→ **DATASET EXTRACT**:
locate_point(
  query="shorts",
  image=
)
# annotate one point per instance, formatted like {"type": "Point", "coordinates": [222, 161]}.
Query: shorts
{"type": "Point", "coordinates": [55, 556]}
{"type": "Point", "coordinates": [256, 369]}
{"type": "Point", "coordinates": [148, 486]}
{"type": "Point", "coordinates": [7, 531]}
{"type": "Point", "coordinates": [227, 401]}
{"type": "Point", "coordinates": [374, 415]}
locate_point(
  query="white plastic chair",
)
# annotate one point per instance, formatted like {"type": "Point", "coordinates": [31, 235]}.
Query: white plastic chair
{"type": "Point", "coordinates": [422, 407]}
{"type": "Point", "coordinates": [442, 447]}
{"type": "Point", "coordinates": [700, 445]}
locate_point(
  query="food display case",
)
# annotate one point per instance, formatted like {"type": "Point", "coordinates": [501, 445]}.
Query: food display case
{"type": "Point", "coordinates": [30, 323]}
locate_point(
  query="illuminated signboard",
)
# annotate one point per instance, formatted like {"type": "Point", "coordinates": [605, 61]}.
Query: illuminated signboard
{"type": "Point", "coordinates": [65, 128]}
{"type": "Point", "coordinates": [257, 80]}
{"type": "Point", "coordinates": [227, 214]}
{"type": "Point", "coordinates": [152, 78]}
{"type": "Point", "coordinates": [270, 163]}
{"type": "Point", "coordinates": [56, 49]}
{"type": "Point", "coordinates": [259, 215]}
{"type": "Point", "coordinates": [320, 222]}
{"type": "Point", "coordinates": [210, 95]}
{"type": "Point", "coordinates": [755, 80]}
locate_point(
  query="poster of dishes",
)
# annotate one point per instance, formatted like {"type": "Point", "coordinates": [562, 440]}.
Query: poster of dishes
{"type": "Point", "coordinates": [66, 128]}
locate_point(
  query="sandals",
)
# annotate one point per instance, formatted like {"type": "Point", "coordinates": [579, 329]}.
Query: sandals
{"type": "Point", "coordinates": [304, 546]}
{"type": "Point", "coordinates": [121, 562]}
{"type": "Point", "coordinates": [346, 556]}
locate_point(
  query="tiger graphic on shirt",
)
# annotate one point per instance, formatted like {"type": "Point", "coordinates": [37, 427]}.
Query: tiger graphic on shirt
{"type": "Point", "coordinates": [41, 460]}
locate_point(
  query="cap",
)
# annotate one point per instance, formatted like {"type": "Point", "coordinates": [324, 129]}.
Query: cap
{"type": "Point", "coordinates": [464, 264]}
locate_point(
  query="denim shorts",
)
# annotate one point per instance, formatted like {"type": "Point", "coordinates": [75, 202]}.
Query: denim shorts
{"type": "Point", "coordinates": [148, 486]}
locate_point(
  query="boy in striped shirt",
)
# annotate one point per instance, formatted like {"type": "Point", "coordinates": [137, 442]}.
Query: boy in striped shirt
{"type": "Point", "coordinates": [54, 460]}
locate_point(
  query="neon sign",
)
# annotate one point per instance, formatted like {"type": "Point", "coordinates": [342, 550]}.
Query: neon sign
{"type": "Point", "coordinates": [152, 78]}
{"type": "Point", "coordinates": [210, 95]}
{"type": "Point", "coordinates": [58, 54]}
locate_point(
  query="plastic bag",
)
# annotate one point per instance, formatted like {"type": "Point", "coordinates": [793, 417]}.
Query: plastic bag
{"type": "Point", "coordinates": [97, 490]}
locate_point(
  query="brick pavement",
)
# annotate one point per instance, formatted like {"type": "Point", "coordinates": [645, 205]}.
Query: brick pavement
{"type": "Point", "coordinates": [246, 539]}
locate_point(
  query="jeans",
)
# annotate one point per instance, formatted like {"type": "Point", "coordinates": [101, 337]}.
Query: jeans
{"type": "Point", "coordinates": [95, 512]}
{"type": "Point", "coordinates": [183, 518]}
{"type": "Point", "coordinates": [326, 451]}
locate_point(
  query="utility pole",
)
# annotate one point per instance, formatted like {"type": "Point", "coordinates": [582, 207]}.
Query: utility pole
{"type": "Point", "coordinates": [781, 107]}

→ **AIM OF THE TASK**:
Every line of the data above should be copied exactly.

→ **SOLUTION TO THE PROBLEM**:
locate_point(
  query="shorts",
  image=
)
# annotate one point per instance, formatted like {"type": "Point", "coordinates": [222, 161]}.
Query: shorts
{"type": "Point", "coordinates": [55, 556]}
{"type": "Point", "coordinates": [256, 369]}
{"type": "Point", "coordinates": [148, 486]}
{"type": "Point", "coordinates": [7, 531]}
{"type": "Point", "coordinates": [227, 401]}
{"type": "Point", "coordinates": [374, 415]}
locate_point(
  query="white plastic chair",
)
# annotate one point per instance, formatted like {"type": "Point", "coordinates": [31, 235]}.
Query: white plastic chair
{"type": "Point", "coordinates": [422, 407]}
{"type": "Point", "coordinates": [442, 447]}
{"type": "Point", "coordinates": [700, 445]}
locate_point(
  query="food display case",
)
# annotate one point per instance, formatted like {"type": "Point", "coordinates": [501, 445]}.
Query: food display case
{"type": "Point", "coordinates": [30, 323]}
locate_point(
  query="illuminated signboard",
)
# annotate one point per instance, formatted like {"type": "Point", "coordinates": [605, 61]}.
Query: illuminated signboard
{"type": "Point", "coordinates": [65, 128]}
{"type": "Point", "coordinates": [257, 80]}
{"type": "Point", "coordinates": [227, 214]}
{"type": "Point", "coordinates": [152, 78]}
{"type": "Point", "coordinates": [270, 163]}
{"type": "Point", "coordinates": [56, 49]}
{"type": "Point", "coordinates": [259, 215]}
{"type": "Point", "coordinates": [320, 222]}
{"type": "Point", "coordinates": [210, 95]}
{"type": "Point", "coordinates": [755, 80]}
locate_point(
  query="poster of dishes",
)
# annotate one point per instance, formatted like {"type": "Point", "coordinates": [562, 440]}.
Query: poster of dishes
{"type": "Point", "coordinates": [66, 128]}
locate_point(
  query="sandals",
)
# annotate one point per instance, formatted like {"type": "Point", "coordinates": [579, 329]}.
Query: sandals
{"type": "Point", "coordinates": [304, 546]}
{"type": "Point", "coordinates": [121, 562]}
{"type": "Point", "coordinates": [346, 556]}
locate_point(
  query="tiger graphic on shirt",
)
# annotate one point per instance, formatted like {"type": "Point", "coordinates": [37, 427]}.
Query: tiger graphic on shirt
{"type": "Point", "coordinates": [41, 460]}
locate_point(
  query="cap",
)
# annotate one point per instance, formatted like {"type": "Point", "coordinates": [324, 129]}.
Query: cap
{"type": "Point", "coordinates": [464, 264]}
locate_point(
  query="denim shorts",
)
# annotate one point per instance, formatted like {"type": "Point", "coordinates": [75, 202]}.
Query: denim shorts
{"type": "Point", "coordinates": [148, 486]}
locate_point(
  query="boy in striped shirt",
)
# annotate one point per instance, formatted like {"type": "Point", "coordinates": [137, 442]}.
Query: boy in striped shirt
{"type": "Point", "coordinates": [54, 460]}
locate_point(
  query="neon sign",
)
# annotate one point per instance, formatted like {"type": "Point", "coordinates": [342, 550]}.
Query: neon sign
{"type": "Point", "coordinates": [152, 78]}
{"type": "Point", "coordinates": [210, 95]}
{"type": "Point", "coordinates": [58, 54]}
locate_point(
  query="plastic bag",
)
# annotate one point per instance, formatted like {"type": "Point", "coordinates": [793, 417]}.
Query: plastic bag
{"type": "Point", "coordinates": [97, 490]}
locate_point(
  query="brick pavement",
)
# annotate one point per instance, formatted like {"type": "Point", "coordinates": [645, 205]}.
Query: brick pavement
{"type": "Point", "coordinates": [246, 539]}
locate_point(
  query="jeans",
)
# annotate one point per instance, formatted like {"type": "Point", "coordinates": [101, 337]}.
Query: jeans
{"type": "Point", "coordinates": [95, 512]}
{"type": "Point", "coordinates": [183, 518]}
{"type": "Point", "coordinates": [326, 451]}
locate_point(
  query="utility pole",
)
# annotate one point per instance, formatted like {"type": "Point", "coordinates": [582, 207]}.
Query: utility pole
{"type": "Point", "coordinates": [781, 107]}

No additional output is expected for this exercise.